-------- STORED DATA

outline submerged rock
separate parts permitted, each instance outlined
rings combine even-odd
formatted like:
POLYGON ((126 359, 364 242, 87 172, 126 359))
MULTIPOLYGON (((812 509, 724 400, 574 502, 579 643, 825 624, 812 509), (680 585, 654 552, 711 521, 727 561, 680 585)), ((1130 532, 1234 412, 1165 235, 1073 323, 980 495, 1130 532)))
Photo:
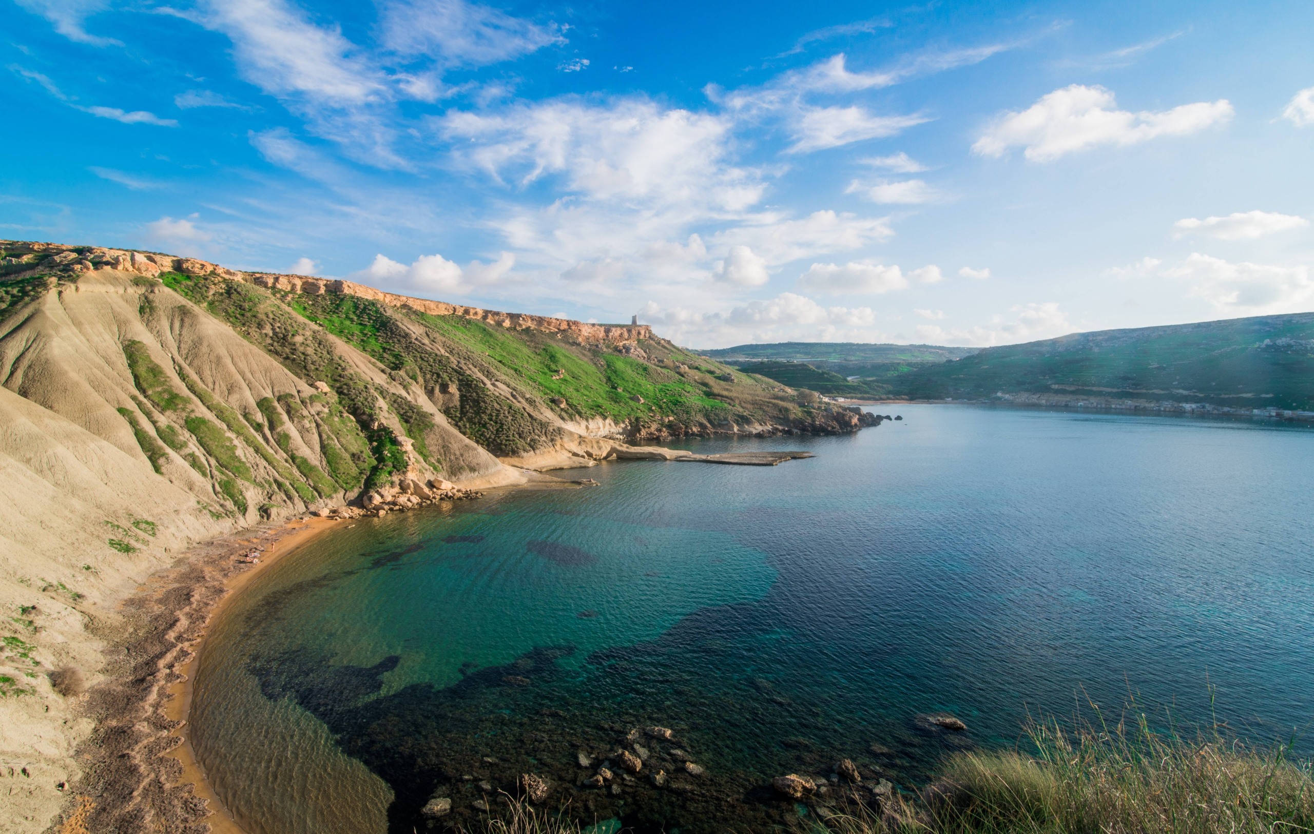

----------------

TASK TO CARRY OUT:
Reproduce every line of the rows above verbatim, omitting the pictures.

FULL OUTPUT:
outline submerged rock
separate parts permitted, each instance outlined
rings combine even-odd
formatted like:
POLYGON ((126 359, 364 242, 87 172, 126 359))
MULTIPOLYGON (((812 509, 724 400, 574 502, 579 643, 825 624, 812 509), (680 585, 654 552, 711 521, 727 561, 680 585)), ((1130 532, 1234 412, 1165 235, 1073 323, 980 495, 1130 532)))
Photo:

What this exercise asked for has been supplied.